● Порядок работы:
1/ Перепишите дословно часть выбранного отрывка, начиная со слов «Вскакиваем с нар.» и заканчивая словами «вместе с нами.».
2/ Какая вывеска была на других воротах, перед которыми оказались шеренги в выбранном отрывке?
------ Выбранный отрывок
Клятва. История сестер, выживших в Освенциме — страница 19 из 50

«Что за Биркенау?» Мы не верим слухам – их наверняка распускают немцы, чтобы еще больше мучить нас.


Четыре утра.

– Raus! Raus!

Вскакиваем с нар. Очередь пописать. Глоток чая. Шагаем в темень. Ждем на лагерной дороге. Поверка. Пересчитывают. Встает солнце. Пересчитали. Строимся за Эммой. Строем шагаем в поле. Работаем, пока не скомандуют «стой!». Похлебка. Минутная передышка. Встаем. Строимся за Эммой. Строем возвращаемся в поле. Работаем, пока не скомандуют «стой!». Стройными шеренгами по пятеро возвращаемся… Так! Мы куда-то сворачиваем. Мы идем в другую от Аушвица сторону.[29]

По шеренгам проходит шепот. Мы шагаем. В нашей рутине перемены. В неведомом таится опасность. Перед нами другие ворота, но с той же вывеской – ARBEIT MACHT FREI. Но нас теперь не проведешь. Мы стоим стройными шеренгами по пятеро. Нас сейчас пересчитают. Эмма с Эрикой и другие капо расходятся по своим новым блокам. Их перевезли сюда вместе с нами.
------------
------ Исходные данные
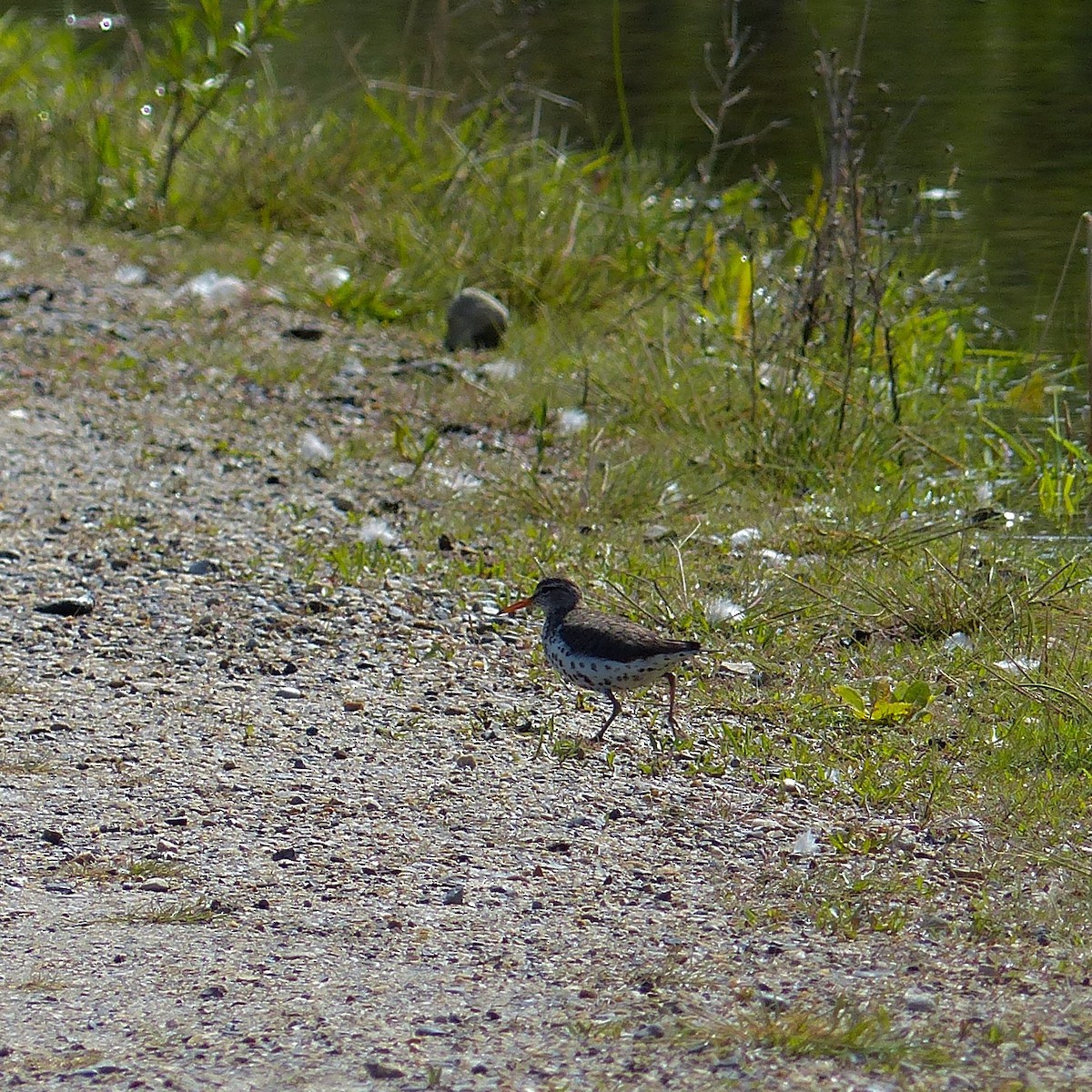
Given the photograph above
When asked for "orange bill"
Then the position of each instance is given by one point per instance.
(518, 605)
------------
------ Исходные данные
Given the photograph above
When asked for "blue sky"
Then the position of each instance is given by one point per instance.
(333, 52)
------------
● Ответы по заданиям:
1/
Вскакиваем с нар. Очередь пописать. Глоток чая. Шагаем в темень. Ждем на лагерной дороге. Поверка. Пересчитывают. Встает солнце. Пересчитали. Строимся за Эммой. Строем шагаем в поле. Работаем, пока не скомандуют «стой!». Похлебка. Минутная передышка. Встаем. Строимся за Эммой. Строем возвращаемся в поле. Работаем, пока не скомандуют «стой!». Стройными шеренгами по пятеро возвращаемся… Так! Мы куда-то сворачиваем. Мы идем в другую от Аушвица сторону.[29]

По шеренгам проходит шепот. Мы шагаем. В нашей рутине перемены. В неведомом таится опасность. Перед нами другие ворота, но с той же вывеской – ARBEIT MACHT FREI. Но нас теперь не проведешь. Мы стоим стройными шеренгами по пятеро. Нас сейчас пересчитают. Эмма с Эрикой и другие капо расходятся по своим новым блокам. Их перевезли сюда вместе с нами.

2/ На воротах была та же вывеска: ARBEIT MACHT FREI.